[Dataset entries]:
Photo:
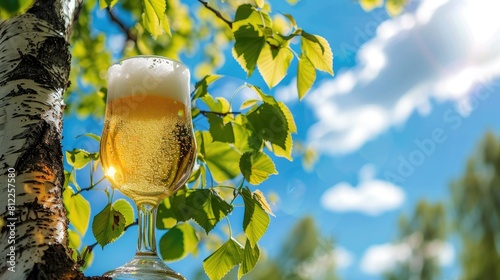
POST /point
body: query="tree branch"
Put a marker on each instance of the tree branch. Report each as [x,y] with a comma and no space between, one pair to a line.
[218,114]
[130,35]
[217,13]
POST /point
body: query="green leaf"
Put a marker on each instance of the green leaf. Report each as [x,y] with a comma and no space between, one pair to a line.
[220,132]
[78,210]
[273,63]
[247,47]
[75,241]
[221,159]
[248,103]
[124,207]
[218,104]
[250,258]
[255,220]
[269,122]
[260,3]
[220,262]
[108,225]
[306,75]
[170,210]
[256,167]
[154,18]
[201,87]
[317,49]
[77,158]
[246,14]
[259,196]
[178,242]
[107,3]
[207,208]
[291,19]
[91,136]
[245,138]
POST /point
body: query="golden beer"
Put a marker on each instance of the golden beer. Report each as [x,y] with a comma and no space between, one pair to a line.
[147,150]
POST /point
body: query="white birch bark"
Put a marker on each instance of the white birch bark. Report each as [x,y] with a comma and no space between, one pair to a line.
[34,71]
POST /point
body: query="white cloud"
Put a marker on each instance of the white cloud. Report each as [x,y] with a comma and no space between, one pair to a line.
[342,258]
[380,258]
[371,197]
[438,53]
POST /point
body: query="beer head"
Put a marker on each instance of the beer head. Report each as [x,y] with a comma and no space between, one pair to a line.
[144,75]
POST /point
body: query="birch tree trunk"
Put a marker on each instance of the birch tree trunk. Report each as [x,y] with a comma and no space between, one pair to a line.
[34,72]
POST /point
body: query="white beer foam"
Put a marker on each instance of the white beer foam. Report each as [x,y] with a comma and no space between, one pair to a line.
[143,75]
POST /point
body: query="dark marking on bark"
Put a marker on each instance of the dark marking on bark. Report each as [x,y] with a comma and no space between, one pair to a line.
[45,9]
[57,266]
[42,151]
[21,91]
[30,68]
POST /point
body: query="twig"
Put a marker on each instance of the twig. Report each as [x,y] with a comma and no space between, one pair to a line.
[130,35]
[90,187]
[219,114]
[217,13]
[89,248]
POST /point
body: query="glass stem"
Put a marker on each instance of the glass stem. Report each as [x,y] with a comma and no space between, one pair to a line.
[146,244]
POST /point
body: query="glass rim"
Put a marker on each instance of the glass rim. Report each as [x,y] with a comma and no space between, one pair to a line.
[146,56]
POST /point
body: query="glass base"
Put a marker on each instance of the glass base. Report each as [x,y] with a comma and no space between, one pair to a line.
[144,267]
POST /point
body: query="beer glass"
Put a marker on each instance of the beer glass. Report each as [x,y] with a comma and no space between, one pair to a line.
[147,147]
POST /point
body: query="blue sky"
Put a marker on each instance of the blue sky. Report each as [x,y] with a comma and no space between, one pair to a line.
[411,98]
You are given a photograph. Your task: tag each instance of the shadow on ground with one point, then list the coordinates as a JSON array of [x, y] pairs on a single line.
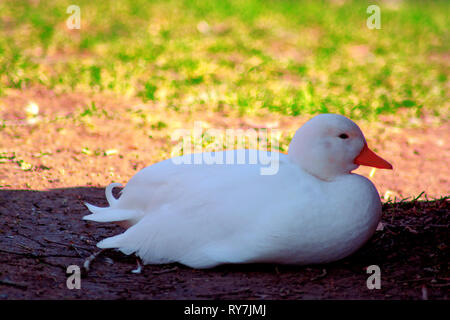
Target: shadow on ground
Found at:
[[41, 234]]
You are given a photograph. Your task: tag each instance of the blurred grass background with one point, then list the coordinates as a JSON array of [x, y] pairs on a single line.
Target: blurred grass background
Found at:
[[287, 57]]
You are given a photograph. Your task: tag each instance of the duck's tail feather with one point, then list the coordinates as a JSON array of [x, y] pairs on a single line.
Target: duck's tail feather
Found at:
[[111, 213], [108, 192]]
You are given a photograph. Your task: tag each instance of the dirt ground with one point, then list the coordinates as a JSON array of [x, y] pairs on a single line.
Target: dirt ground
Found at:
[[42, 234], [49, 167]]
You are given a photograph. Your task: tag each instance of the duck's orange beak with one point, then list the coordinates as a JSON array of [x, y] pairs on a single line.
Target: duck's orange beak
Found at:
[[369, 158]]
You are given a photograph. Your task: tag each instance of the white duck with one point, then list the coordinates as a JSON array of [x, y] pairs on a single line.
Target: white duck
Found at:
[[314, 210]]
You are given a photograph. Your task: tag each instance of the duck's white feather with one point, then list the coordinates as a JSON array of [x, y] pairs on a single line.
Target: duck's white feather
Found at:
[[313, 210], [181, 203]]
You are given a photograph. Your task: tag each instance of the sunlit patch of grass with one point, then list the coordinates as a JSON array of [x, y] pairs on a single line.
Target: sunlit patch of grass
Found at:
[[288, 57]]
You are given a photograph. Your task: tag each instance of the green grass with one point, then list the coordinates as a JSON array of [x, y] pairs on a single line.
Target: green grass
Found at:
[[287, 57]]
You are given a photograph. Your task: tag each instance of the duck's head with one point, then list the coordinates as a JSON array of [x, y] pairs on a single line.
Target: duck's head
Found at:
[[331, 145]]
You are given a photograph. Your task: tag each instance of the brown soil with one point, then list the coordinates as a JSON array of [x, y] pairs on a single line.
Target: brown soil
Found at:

[What you need to do]: Each line of the records is to be reproduced exactly, and each picture dropped.

[Answer to this problem]:
Photo:
POST /point
body: query="tree branch"
Put a marker on each instance of the tree branch. Report each as [x,y] with a comma and no space between, one pair to a line.
[218,114]
[130,35]
[217,13]
POST /point
body: query="green leaf"
Put a marker on each instance of the green leaf. Report each as [x,y] with a comma and no space between, one pair to a line.
[220,132]
[78,210]
[273,63]
[247,47]
[75,241]
[221,159]
[248,103]
[124,207]
[218,104]
[250,258]
[255,220]
[269,122]
[260,3]
[220,262]
[108,225]
[306,75]
[170,210]
[256,167]
[154,18]
[201,87]
[317,49]
[77,158]
[246,14]
[259,196]
[178,242]
[107,3]
[207,208]
[291,19]
[91,136]
[245,138]
POST /point
body: query="golden beer"
Put a marker on each instance of the golden beer. Report each as [x,y] with a comma and no space between, one pair to a line.
[147,150]
POST /point
body: query="white birch bark"
Put a marker on each instance of the white birch bark. Report each as [x,y] with a comma and no space between, one pair to a line.
[34,71]
POST /point
body: query="white cloud"
Put a marker on each instance of the white cloud. Report each as [x,y] with a comma and no space between, one pair to a line.
[342,258]
[380,258]
[371,197]
[438,53]
POST /point
body: query="beer head"
Put a marker on each instance of the beer head. Report each as [x,y] with a comma and no space between, one pair to a line.
[144,75]
POST /point
body: query="birch tree trunk"
Put a marker on each instance of the birch tree trunk. Report each as [x,y] with a comma and no space between, one pair to a line.
[34,72]
POST /point
body: query="white beer foam"
Put a marker on each instance of the white beer foam. Report each as [x,y] with a comma and no space between, one pair to a line.
[143,75]
POST /point
body: query="dark marking on bark"
Put a marker on each instance of the dark marking on bark. Report each as [x,y] with a comma and no space between, one pair to a line.
[45,9]
[57,266]
[42,151]
[21,91]
[30,68]
POST /point
body: query="twig"
Put a marker on each instance of the twig. Report each as [x,y] with a comma and no space between, one pair to a line.
[130,35]
[90,187]
[219,114]
[217,13]
[89,248]
POST /point
body: query="glass stem"
Put a marker on each instance of the glass stem. Report each as [x,y] with a comma and no space between, one pair to a line.
[146,244]
POST /point
body: query="glass rim"
Put a marker on each instance of the glass rim. Report each as [x,y] with a comma and no space between, one pair to a line.
[146,56]
POST /point
body: query="glass base"
Put a marker on each instance of the glass base. Report each as [x,y] with a comma and no space between, one pair to a line.
[144,267]
POST /point
body: query="beer glass"
Put a marker on each instance of the beer glass. Report each as [x,y] with a comma and no space between, one pair to a line.
[147,147]
POST /point
body: query="blue sky"
Put a marker on each instance of the blue sky. Report each as [x,y] with a comma and no space between, one pair to a line.
[411,98]
You are given a photograph. Your task: tag each instance of the shadow on ground with one point, then list the coordinates as a JSON array of [x, y] pairs on a single line.
Target: shadow on ground
Found at:
[[41, 234]]
You are given a photograph. Your task: tag each instance of the blurred grass background with one point, then list the coordinates as a JSON array of [x, y] pairs on a single line.
Target: blurred grass background
Found at:
[[287, 57]]
You are given a photograph. Your task: tag each instance of the duck's tail feather with one point, then list the coordinates as a JSON array of [x, y] pairs on a single line.
Target: duck's tail feather
Found at:
[[111, 213], [108, 192]]
You are given a photograph. Your task: tag each instance of the dirt ground with one point, then list the coordinates as a JSON array of [x, y] pairs on a single line.
Target: dirt ground
Found at:
[[42, 234], [49, 167]]
You are given a photograph. Your task: tag each instance of the duck's orange beak with one point, then list the coordinates as a JSON array of [x, y] pairs on a single line.
Target: duck's orange beak
Found at:
[[369, 158]]
You are given a photograph. Your task: tag each instance of the white duck with one point, then list the coordinates as a JSON array of [x, y] pairs on a single line.
Target: white duck
Found at:
[[314, 210]]
You are given a photograph. Your task: tag each instance of the duck's white feather with one point, then list the coordinates as a JSON array of [x, y] pairs on a single line.
Target: duck's white feather
Found at:
[[313, 210], [181, 203]]
You are given a photograph. Your task: tag each instance of the sunlit patch of grass with one point, then list the coordinates as a JSON array of [x, y] pairs on a single line.
Target: sunlit patch of grass
Found at:
[[288, 57]]
You are given a photograph. Your task: tag each instance of the green grass with one point, then list the coordinates as a JSON array of [x, y] pairs on a single line.
Target: green grass
Found at:
[[287, 57]]
You are given a photograph. Your task: tag each instance of the duck's head with one point, then list the coordinates as a JSON array of [x, y] pairs on a single line.
Target: duck's head
Found at:
[[331, 145]]
You are given a photograph. Your task: tag each instance of the brown soil with one point, then list the coordinates as a JSON array of [x, y] pairs on a single line.
Target: brown soil
Found at:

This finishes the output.